● Given instruction 1: Copy out the records from the line with "Where can the photo" up to and including the line with "<point>203,204</point>".

● Given passage:
□ □ □ □ □ □ □

Socialise! This may come across as a strange piece of advice for finding extra work but relationships in this industry are key. Build a reputation and a good visibility, you never know where the next acting job might come from. Nobody has never gotten anywhere alone so make sure you surround yourself with the right people.
Meet people that will understand your lifestyle, its ups, and downs, through platforms like Tweet Up and events you will find in social media communities. Choose your fellow creatives wisely and remember that it is the five people we spend the most time with that influence us the most.
Join an amateur drama group, a great way of building a network but also of giving your creativity and acting skills an outlet. This community of thespians will help you stay confident and keep your chin up when faced with a bad audition day or a dry spell at work. Choose people with a positive personality who will support you and vice versa – pulling each other up towards the top. Just search for drama classes London to keep your hand in in-between auditions.
“Keep the day job”, the wisest words ever said to an actor a the of his career. No matter how talented and hardworking you are, there will be times where money will become critical. So finding the right kind of extra work for financial support is a priority, say a flexible contract job that could work with your true passion.
In the UK and around the world actors often accumulate a series of odd jobs. Try to think about what your ideal schedule would look like if you were to get a part, you would have to rehearse and fit in extra work around your hours. Many aspiring actors go for evening time work in restaurants, venues, and bars, but say you get cast in a play, out goes your stable job. Or have you thought of voice over work and even becoming an extra for a production company?
Nothing screams “background actors wanted” like a film set, try your chance at being an extra on a show or for movies. Please note that becoming an extra anywhere is not the best way to build a successful acting career. But that said, extra acting work means you will keep your finances afloat and that is a significant contribution towards pursuing acting as a career. Take a ride to schmooze-ville because a good relationship with casting managers in charge of extra performers means they will get into the habit of thinking of you as soon as a big production looms ahead.
Read more about finding jobs for actors.
Musical talent will set you apart in an audition. (Source: Unsplash).
Want to give your undivided attention to other actors looking to pursue a career in a feature film or theatre drama? You can choose to become an acting coach for extra work or full-time employment. Be it voice management, singing, dancing or improvising techniques there are so many aspects you can focus on to help someone become an actor.
Bear in mind it is best to have a qualification in actor coaching if you want to embark on this path. There are specific diplomas that focus on drama education. Obviously, if you already have a diploma from a prestigious drama school in London or elsewhere in the UK this will make you more attractive to prospective students.
Experience is key so even if you have to start with unpaid work at community theatres, do it! You will learn something from each private acting lesson. Your benevolence and commitment to push your students to their achieve their best potential will make the difference.
Can you approach each student as a jewel in the rough waiting to be polished and revealed in it the limelight? This line of mentorship will make a huge difference with your clients, never underestimate the power of word of mouth and its digital equivalent, online reviews. Set up a website that shows off your expertise and testimonials from previous students or a profile on a platform which will put you directly in touch with prospective students looking for private acting lessons in the UK.
Exercise your critical mind, every time you witness a performance try to think of what you would have done differently or better. From which changes could have benefited the performance? Get used to putting you acting coach cap on.

□ □ □ □ □ □ □

● Materials provided:
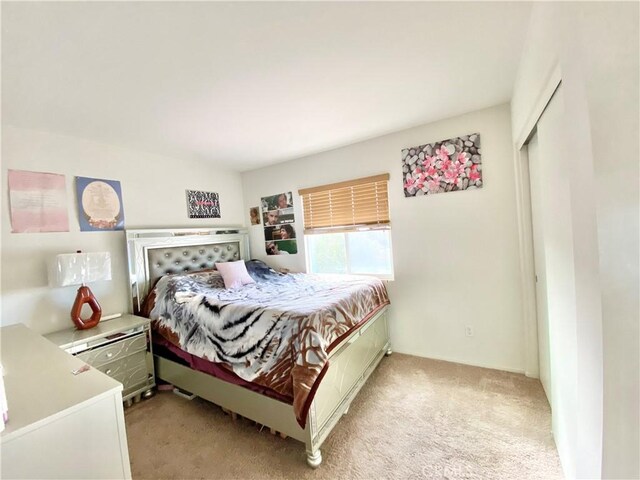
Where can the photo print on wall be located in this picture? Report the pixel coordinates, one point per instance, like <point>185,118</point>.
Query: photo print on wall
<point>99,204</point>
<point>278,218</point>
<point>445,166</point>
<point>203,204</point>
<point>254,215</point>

□ □ □ □ □ □ □

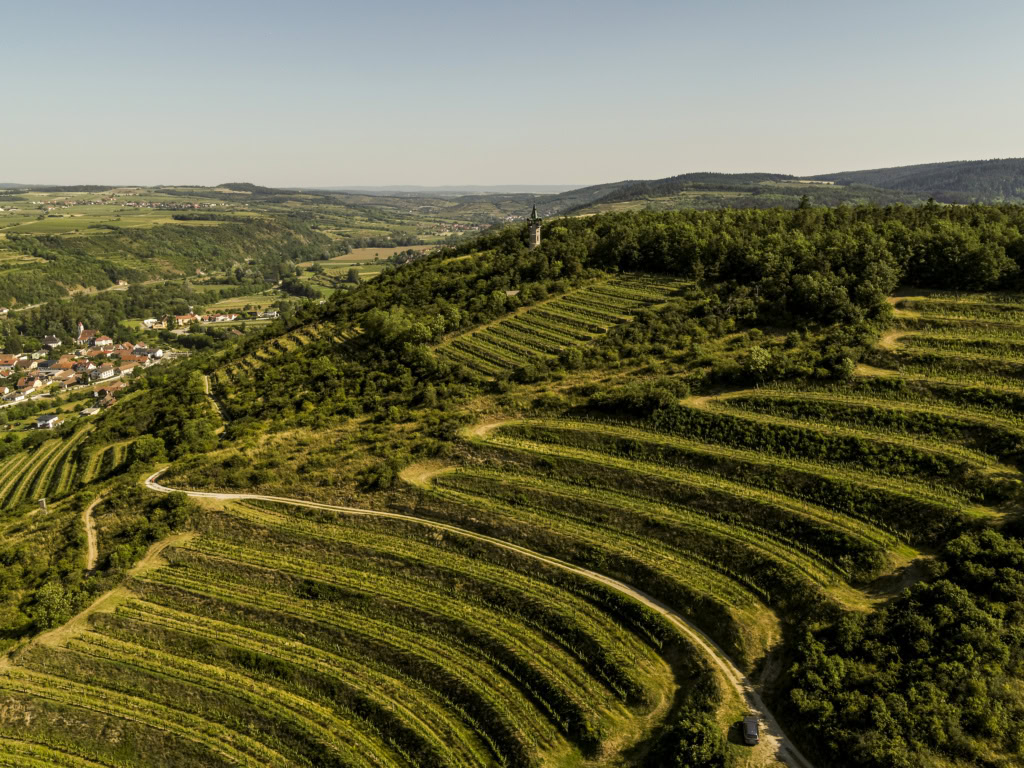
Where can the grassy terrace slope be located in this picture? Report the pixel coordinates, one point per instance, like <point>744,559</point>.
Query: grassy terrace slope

□ □ □ □ □ □ □

● Given instruction 2: In the passage on extra work for actors, list every aspect named that an acting coach can focus on.

● Complete output 1:
Where can the photo print on wall be located in this picture? Report the pixel coordinates, one point per instance, like <point>185,118</point>.
Query: photo print on wall
<point>99,204</point>
<point>278,218</point>
<point>445,166</point>
<point>203,204</point>

● Complete output 2: Voice management, singing, dancing, improvising techniques